━━ Texto seleccionado

Ésta es la sensación que nos produjo el ataque terrorista contra las Torres Gemelas. Cientos de millones de personas de todo el mundo contemplaron en directo, a través de las pantallas de sus televisores, aquel drama inigualable que adquiría, por momentos, tonos y representaciones del mejor y más increíble de los guiones de Hollywood. ¿Cabe mayor metáfora de la globalización de la información, de la globalización de la economía, de la globalización del poder, de la guerra y la paz, del terrorismo y el miedo, que los sucesos del 11-S?

━━━━

▶ [Actividades]:
- A) Según el texto seleccionado, ¿cuántas personas contemplaron en directo el ataque contra las Torres Gemelas?
- B) Copia de nuevo el texto seleccionado desde "Ésta es la sensación" hasta "sucesos del 11-S?", pero cambia "contemplaron" por "vieron".

━━ Material de estudio

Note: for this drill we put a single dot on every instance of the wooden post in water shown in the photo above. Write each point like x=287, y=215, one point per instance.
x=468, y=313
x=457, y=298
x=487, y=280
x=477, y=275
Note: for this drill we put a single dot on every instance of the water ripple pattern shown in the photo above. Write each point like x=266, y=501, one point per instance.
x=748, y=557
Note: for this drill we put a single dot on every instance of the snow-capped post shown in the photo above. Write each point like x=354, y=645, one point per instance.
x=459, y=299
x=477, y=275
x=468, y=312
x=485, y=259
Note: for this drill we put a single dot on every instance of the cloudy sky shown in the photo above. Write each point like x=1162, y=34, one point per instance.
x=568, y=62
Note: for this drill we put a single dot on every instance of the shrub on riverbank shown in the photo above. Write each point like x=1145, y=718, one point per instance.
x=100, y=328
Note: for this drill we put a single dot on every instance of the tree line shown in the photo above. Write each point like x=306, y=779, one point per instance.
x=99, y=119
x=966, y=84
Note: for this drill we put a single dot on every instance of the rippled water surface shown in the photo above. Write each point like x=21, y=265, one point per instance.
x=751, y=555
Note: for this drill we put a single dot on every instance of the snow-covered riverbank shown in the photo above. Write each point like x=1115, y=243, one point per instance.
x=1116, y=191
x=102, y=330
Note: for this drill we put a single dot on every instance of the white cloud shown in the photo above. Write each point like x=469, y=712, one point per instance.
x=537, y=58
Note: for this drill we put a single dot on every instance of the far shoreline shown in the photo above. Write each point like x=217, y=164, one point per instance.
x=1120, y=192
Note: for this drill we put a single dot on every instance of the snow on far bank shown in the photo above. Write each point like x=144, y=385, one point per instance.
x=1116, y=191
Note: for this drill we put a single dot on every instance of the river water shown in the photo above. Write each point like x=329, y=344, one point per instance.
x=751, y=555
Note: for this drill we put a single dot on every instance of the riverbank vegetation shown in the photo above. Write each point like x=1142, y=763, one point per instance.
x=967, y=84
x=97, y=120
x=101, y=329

━━━━

▶ [Respuestas]:
- A) Cientos de millones de personas de todo el mundo.

- B)
Ésta es la sensación que nos produjo el ataque terrorista contra las Torres Gemelas. Cientos de millones de personas de todo el mundo vieron en directo, a través de las pantallas de sus televisores, aquel drama inigualable que adquiría, por momentos, tonos y representaciones del mejor y más increíble de los guiones de Hollywood. ¿Cabe mayor metáfora de la globalización de la información, de la globalización de la economía, de la globalización del poder, de la guerra y la paz, del terrorismo y el miedo, que los sucesos del 11-S?